### Directions for this task
How many lines in the material below contain the string "path"? Reply with the number alone.

### Material shown
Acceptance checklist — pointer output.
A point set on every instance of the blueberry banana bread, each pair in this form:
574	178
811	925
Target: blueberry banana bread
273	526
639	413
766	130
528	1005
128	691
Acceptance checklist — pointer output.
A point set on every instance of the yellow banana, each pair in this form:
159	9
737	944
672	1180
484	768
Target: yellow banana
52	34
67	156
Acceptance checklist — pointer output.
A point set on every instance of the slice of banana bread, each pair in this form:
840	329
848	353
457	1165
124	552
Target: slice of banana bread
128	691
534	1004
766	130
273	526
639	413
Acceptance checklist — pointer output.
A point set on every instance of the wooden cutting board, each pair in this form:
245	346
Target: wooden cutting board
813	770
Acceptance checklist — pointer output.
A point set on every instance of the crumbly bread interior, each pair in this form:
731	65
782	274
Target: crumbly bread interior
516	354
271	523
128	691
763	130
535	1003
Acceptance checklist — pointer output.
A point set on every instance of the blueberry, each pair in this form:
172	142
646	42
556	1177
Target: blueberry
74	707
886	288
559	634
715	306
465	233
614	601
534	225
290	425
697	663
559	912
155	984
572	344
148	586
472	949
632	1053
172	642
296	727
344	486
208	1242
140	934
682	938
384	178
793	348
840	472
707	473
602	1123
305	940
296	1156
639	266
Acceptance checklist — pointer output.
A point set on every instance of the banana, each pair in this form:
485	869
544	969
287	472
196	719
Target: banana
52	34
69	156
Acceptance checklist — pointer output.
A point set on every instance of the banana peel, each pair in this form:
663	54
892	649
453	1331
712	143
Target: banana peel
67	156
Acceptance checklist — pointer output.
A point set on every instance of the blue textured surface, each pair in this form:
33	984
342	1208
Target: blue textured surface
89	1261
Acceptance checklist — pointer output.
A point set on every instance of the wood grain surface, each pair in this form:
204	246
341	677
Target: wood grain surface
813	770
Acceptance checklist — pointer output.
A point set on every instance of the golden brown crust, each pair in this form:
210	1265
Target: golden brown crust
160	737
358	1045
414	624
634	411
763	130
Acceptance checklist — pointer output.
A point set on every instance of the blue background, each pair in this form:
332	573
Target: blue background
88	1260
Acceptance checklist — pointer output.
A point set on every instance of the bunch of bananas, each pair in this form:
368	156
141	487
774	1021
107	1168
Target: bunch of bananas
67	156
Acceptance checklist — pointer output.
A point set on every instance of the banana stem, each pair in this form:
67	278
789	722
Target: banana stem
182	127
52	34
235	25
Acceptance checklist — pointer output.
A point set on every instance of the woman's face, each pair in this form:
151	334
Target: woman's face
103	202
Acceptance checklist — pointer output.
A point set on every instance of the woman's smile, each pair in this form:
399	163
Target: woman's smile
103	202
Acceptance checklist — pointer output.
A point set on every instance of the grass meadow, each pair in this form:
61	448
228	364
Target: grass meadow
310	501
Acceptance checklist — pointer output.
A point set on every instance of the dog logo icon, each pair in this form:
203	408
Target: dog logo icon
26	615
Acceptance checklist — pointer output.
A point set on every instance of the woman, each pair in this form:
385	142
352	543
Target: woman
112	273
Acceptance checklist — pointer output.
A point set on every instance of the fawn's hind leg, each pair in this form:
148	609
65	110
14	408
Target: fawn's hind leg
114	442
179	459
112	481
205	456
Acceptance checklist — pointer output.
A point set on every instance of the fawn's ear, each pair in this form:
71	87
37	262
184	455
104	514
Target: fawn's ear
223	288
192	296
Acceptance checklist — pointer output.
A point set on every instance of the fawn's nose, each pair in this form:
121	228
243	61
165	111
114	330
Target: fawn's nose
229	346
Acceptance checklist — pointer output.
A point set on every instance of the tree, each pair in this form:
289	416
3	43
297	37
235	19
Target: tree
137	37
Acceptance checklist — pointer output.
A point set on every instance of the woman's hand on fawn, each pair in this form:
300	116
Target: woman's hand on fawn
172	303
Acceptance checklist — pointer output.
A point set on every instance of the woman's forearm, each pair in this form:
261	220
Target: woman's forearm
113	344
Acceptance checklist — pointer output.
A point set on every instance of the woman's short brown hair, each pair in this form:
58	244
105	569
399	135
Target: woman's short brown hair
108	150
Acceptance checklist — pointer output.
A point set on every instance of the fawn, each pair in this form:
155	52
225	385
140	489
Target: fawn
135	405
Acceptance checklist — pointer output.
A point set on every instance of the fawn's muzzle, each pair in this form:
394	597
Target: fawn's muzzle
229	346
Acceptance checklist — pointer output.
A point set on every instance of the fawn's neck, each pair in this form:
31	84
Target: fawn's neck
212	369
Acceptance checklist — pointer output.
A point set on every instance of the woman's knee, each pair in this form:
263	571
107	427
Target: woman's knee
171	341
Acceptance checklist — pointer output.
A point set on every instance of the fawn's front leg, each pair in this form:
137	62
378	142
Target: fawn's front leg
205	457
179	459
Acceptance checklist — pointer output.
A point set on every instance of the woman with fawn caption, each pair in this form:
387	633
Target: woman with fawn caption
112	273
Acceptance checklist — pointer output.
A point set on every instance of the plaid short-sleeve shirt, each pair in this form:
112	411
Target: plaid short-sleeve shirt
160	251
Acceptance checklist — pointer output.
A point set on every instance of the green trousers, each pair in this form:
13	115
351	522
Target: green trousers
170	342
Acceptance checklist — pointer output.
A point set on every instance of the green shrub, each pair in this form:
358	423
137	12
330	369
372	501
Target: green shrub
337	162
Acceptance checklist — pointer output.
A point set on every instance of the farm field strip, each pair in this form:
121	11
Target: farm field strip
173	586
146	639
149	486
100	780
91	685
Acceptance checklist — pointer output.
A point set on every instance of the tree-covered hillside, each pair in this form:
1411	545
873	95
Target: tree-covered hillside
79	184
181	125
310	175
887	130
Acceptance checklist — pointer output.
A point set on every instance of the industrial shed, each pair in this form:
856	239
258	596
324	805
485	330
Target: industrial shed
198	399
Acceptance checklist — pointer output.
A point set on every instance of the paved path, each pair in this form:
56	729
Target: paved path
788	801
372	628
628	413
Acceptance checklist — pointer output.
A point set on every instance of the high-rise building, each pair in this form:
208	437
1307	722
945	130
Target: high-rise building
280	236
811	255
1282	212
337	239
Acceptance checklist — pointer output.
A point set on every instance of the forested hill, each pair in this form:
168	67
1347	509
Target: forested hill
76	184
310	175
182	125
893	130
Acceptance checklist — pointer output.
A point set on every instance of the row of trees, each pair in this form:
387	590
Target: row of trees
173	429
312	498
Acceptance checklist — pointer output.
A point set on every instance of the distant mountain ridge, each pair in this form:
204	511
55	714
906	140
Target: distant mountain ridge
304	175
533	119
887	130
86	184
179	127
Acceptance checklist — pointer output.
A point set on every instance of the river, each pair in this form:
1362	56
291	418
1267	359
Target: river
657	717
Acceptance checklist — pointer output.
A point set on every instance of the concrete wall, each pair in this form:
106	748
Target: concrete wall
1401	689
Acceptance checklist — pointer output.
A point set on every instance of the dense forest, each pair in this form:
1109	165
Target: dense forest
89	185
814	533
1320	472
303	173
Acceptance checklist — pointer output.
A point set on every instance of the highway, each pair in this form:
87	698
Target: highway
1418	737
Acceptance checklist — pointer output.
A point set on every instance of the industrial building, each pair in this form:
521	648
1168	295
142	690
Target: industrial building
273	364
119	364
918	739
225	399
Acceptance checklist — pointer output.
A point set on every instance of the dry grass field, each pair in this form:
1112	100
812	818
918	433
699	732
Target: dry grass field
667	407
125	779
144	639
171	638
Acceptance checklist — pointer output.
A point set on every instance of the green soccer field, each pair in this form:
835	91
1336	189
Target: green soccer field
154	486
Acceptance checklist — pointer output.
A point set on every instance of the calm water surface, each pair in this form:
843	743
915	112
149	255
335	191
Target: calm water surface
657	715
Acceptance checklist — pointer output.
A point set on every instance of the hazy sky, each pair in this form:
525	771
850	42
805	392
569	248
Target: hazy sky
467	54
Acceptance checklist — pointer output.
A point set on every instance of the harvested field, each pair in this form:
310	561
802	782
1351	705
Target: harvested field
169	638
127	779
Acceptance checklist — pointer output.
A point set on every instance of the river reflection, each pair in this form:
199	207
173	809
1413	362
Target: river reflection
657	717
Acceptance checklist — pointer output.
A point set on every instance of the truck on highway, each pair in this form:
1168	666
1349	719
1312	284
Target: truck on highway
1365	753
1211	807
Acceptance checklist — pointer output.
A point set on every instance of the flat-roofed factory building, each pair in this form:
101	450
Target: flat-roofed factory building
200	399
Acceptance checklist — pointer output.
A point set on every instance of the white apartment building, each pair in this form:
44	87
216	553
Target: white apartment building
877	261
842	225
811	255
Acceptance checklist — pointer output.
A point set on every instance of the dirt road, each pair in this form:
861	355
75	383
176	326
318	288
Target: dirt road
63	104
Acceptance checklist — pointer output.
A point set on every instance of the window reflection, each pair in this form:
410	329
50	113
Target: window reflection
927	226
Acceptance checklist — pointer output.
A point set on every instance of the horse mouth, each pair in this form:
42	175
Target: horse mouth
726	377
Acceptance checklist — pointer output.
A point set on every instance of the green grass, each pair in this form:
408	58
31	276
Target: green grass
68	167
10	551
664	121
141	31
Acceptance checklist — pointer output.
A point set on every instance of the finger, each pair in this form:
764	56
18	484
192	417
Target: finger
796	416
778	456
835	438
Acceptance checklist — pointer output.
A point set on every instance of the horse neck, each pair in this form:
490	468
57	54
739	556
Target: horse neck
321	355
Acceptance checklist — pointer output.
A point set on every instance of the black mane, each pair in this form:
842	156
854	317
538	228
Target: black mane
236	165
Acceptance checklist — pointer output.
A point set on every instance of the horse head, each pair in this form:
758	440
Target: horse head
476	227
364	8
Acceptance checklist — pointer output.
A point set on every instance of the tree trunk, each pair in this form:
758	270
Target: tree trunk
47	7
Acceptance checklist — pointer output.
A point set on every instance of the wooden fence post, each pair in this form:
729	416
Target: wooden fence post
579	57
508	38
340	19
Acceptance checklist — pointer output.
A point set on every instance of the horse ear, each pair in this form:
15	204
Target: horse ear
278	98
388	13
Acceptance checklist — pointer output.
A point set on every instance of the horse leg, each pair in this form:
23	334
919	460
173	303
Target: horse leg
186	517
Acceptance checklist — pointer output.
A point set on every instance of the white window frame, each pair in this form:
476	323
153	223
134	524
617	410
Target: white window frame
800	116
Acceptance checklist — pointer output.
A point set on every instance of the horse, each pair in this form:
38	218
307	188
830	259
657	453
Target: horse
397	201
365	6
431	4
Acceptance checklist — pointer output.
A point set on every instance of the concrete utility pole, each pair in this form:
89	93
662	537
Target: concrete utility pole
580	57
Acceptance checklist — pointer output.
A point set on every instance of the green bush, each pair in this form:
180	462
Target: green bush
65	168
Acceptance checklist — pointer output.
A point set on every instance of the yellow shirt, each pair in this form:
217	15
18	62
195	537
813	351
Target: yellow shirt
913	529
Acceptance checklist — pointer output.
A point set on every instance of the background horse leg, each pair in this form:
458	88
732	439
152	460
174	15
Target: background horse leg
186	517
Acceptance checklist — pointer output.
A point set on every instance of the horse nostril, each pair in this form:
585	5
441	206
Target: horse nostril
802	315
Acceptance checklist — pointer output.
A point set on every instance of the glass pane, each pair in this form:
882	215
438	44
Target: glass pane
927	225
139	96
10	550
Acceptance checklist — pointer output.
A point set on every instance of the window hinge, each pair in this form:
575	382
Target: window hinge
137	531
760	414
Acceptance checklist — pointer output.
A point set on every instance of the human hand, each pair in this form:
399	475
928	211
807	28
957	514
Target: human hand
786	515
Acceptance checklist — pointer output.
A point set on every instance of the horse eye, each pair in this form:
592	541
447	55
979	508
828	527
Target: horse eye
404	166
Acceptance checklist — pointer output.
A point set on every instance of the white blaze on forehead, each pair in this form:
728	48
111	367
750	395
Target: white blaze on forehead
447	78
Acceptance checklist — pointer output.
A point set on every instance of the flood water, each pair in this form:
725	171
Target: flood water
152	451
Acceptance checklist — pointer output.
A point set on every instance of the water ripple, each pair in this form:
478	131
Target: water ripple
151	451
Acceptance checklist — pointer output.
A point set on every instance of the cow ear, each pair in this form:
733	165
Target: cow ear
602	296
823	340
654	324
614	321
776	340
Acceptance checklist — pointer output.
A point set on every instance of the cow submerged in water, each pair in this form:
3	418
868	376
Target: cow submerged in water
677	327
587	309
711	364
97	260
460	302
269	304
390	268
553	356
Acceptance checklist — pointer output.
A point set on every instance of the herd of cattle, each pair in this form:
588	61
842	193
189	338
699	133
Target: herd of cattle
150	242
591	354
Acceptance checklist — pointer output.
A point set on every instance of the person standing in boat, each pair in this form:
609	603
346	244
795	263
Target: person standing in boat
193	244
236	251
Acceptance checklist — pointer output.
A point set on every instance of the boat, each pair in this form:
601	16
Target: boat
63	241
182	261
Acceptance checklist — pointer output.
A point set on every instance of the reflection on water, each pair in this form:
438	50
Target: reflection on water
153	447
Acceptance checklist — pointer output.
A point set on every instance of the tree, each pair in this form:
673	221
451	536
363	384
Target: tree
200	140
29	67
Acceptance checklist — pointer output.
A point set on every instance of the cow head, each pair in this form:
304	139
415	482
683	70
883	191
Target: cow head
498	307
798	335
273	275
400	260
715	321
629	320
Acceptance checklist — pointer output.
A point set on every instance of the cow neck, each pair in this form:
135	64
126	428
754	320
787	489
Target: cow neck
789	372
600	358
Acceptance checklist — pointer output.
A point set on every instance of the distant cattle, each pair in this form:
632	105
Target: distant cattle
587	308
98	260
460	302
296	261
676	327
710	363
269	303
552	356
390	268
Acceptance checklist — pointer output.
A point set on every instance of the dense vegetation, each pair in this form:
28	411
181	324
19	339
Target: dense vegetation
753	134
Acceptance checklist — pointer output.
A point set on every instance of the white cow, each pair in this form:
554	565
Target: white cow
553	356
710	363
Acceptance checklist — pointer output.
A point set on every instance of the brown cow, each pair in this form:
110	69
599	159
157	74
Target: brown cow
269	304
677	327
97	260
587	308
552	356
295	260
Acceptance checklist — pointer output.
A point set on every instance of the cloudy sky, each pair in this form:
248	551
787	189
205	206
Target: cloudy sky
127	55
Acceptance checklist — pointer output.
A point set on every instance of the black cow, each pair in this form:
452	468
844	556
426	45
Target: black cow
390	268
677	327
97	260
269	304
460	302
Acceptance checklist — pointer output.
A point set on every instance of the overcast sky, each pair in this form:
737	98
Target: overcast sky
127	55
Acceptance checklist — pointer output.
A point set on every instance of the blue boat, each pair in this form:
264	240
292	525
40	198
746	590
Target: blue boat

### Solution to the exercise
2